Records supplied ->

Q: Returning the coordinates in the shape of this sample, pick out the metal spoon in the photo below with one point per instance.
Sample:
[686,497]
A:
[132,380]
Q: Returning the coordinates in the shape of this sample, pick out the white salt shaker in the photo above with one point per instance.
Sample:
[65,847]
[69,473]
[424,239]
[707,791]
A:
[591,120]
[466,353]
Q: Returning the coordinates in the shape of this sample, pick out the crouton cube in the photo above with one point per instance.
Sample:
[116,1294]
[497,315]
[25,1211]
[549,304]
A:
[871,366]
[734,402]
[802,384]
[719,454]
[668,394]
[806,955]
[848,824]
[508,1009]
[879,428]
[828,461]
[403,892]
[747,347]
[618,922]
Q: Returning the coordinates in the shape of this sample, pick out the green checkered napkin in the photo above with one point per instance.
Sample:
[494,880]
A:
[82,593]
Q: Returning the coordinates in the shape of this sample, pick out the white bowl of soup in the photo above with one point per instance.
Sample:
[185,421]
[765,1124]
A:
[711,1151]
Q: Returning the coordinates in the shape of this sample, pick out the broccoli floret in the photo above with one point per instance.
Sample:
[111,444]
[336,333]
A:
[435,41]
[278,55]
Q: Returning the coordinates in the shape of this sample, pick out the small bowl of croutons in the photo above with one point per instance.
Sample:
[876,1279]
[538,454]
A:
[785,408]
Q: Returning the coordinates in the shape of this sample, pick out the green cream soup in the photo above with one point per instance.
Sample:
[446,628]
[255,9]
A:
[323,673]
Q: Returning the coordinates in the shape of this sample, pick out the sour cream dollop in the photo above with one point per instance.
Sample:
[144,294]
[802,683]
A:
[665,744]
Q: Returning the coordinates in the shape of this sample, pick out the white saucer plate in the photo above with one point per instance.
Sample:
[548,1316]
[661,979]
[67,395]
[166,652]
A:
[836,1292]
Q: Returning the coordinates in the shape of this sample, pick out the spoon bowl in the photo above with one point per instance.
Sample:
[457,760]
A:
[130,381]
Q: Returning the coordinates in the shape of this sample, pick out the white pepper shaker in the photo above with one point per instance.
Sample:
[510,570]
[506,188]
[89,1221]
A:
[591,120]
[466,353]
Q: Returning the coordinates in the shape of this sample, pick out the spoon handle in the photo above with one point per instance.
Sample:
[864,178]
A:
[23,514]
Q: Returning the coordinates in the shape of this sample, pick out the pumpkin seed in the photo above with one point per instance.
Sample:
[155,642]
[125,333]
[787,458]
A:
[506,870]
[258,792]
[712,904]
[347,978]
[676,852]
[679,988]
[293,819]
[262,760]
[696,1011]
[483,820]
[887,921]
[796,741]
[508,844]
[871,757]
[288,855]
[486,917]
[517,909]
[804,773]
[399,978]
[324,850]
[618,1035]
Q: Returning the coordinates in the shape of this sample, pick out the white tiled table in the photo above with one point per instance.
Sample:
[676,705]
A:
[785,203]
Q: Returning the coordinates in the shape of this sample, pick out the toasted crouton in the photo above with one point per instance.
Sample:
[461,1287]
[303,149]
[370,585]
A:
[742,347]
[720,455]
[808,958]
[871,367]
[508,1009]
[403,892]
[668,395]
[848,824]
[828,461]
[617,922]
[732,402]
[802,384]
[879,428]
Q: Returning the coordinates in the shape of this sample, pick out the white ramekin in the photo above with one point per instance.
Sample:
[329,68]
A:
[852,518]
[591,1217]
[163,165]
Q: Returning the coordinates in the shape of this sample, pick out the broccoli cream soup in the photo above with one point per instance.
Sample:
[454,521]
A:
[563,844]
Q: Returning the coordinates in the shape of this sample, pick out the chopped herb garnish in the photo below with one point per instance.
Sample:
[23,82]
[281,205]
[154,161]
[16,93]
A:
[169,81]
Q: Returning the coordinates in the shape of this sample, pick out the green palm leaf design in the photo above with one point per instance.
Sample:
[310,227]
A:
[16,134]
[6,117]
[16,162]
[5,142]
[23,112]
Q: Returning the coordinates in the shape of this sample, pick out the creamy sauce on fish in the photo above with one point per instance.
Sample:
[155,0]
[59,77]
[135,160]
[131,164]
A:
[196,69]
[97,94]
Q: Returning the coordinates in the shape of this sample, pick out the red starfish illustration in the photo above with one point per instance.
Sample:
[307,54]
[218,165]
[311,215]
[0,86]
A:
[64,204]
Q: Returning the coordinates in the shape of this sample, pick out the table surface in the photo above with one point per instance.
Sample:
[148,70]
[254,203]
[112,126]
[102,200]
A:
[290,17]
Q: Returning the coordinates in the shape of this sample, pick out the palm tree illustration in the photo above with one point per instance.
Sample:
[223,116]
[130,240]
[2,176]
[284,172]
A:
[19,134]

Problem details -> Turn every line of the data above into a numbered list, skipping any blank lines.

Completed exercise ->
1. Q: Returning the coordinates in the shape of this sample, pick out the metal spoon in the photo below with one point per instance.
2. Sample:
3. [686,497]
4. A:
5. [132,380]
6. Q: Returning the coordinates in the shape of this sample, pick out the white salt shaker in the photo above with one point per instance.
7. Sample:
8. [65,847]
9. [69,473]
10. [424,239]
11. [707,791]
12. A:
13. [591,120]
14. [466,353]
15. Q: Returning the coordinates in the shape of this sample, pick out the crouton cube in the photo above with one point per instance.
16. Sample:
17. [116,1294]
18. [497,315]
19. [25,1211]
20. [549,304]
21. A:
22. [871,366]
23. [734,402]
24. [802,384]
25. [719,454]
26. [668,394]
27. [806,955]
28. [848,824]
29. [508,1009]
30. [879,428]
31. [828,461]
32. [403,892]
33. [747,347]
34. [618,922]
35. Q: Returning the coordinates in the shape of this sample, pick out the green checkered napkin in the photo above with one point per instance.
36. Sample:
37. [494,880]
38. A:
39. [82,593]
40. Q: Returning the coordinates in the shape of this sample, pick out the white bowl of soup in the photo above with one point per instance.
41. Sample:
42. [185,421]
43. [765,1124]
44. A:
45. [711,1151]
46. Q: Returning the coordinates in the shape of this sample, pick out the broccoli floret in the photo above with one point per instance.
47. Sample:
48. [111,444]
49. [336,333]
50. A:
51. [435,41]
52. [278,55]
53. Q: Returning the coordinates in the shape of this sample, pick out the small bowl of croutons in the photo above with one point per instance.
54. Sample:
55. [876,1279]
56. [538,454]
57. A:
58. [785,408]
59. Q: Returning the coordinates in the shape of this sample, pick out the green cream soup in the photo above with one point per instance.
60. Sample:
61. [446,628]
62. [255,9]
63. A:
64. [323,673]
65. Q: Returning the coordinates in the shape of this sample, pick out the sour cream dollop in the photo above with one point per instance.
66. Sample:
67. [144,294]
68. [802,683]
69. A:
70. [665,744]
71. Q: Returning the coordinates in the shape of this sample, pick out the white saucer plate in the photo above with one point per instance.
72. Sample:
73. [548,1316]
74. [661,979]
75. [67,395]
76. [166,652]
77. A:
78. [836,1292]
79. Q: Returning the coordinates in the shape of this sample, pick out the spoon bowl in the photo above with one point per instance.
80. Sample:
81. [457,760]
82. A:
83. [130,381]
84. Q: Returning the coordinates in the shape of this sample, pick out the white pepper shaker in the photo above with one point per instance.
85. Sample:
86. [510,570]
87. [506,188]
88. [89,1221]
89. A:
90. [591,120]
91. [466,353]
92. Q: Returning the coordinates in the shape of this sample, pick out the spoon handle in the photo above with one point per instance.
93. Sample:
94. [864,178]
95. A:
96. [23,514]
97. Q: Returning the coordinates in the shape of this sample, pick out the pumpkin seed in the photo above with one point per instance.
98. Sample:
99. [155,642]
100. [125,333]
101. [787,458]
102. A:
103. [506,870]
104. [258,792]
105. [712,904]
106. [347,978]
107. [676,852]
108. [679,988]
109. [293,819]
110. [262,760]
111. [696,1011]
112. [483,820]
113. [887,921]
114. [796,741]
115. [508,844]
116. [871,757]
117. [288,855]
118. [486,917]
119. [517,909]
120. [804,773]
121. [399,978]
122. [324,850]
123. [618,1035]
124. Q: Returning the coordinates in the shape of this sample, pick out the white tiled table in the photo above with one point per instance.
125. Sample:
126. [676,705]
127. A:
128. [785,203]
129. Q: Returning the coordinates in the shape of this sample, pick out the toasted crouton in the photo above with one point per instance.
130. Sample:
131. [461,1287]
132. [303,149]
133. [370,585]
134. A:
135. [742,347]
136. [720,455]
137. [808,958]
138. [871,367]
139. [508,1009]
140. [403,892]
141. [668,395]
142. [848,824]
143. [828,461]
144. [617,922]
145. [732,402]
146. [802,384]
147. [879,428]
148. Q: Returning the coordinates in the shape of this sample, pick out the white ramekin in the photo above with one point per instance.
149. Sample:
150. [329,68]
151. A:
152. [852,518]
153. [591,1217]
154. [163,165]
155. Q: Returning the coordinates in the shape of this sample, pick out the broccoli cream soup in the photo above with one point per instance.
156. Sample:
157. [454,521]
158. A:
159. [563,844]
160. Q: Returning the coordinates in the shape of this sample, pick out the chopped herb garnish in the photo below with one point per instance.
161. Sample:
162. [23,82]
163. [281,205]
164. [154,161]
165. [16,93]
166. A:
167. [169,81]
168. Q: Returning the coordinates in the shape of this sample, pick out the green palm leaf design in the photo above with one point per instance.
169. Sample:
170. [310,227]
171. A:
172. [16,134]
173. [6,117]
174. [16,162]
175. [5,142]
176. [23,112]
177. Q: Returning the coordinates in the shape of this sample, pick out the creamy sauce on fish in the photo above with one point per instance.
178. Sample:
179. [155,0]
180. [59,77]
181. [135,160]
182. [131,164]
183. A:
184. [196,69]
185. [97,94]
186. Q: Returning the coordinates in the shape of this sample, pick out the red starfish illustration in the photo above with one point per instance.
187. Sample:
188. [307,54]
189. [218,165]
190. [311,215]
191. [0,86]
192. A:
193. [64,204]
194. Q: Returning the coordinates in the shape of this sample, pick out the table surface in the photo above with one point per instance.
195. Sample:
196. [148,70]
197. [254,203]
198. [112,126]
199. [102,200]
200. A:
201. [290,17]
202. Q: Returning the coordinates in the shape of this sample, pick out the palm tree illustration in the photo above with one point per instance.
203. Sample:
204. [223,116]
205. [130,240]
206. [2,176]
207. [284,172]
208. A:
209. [19,134]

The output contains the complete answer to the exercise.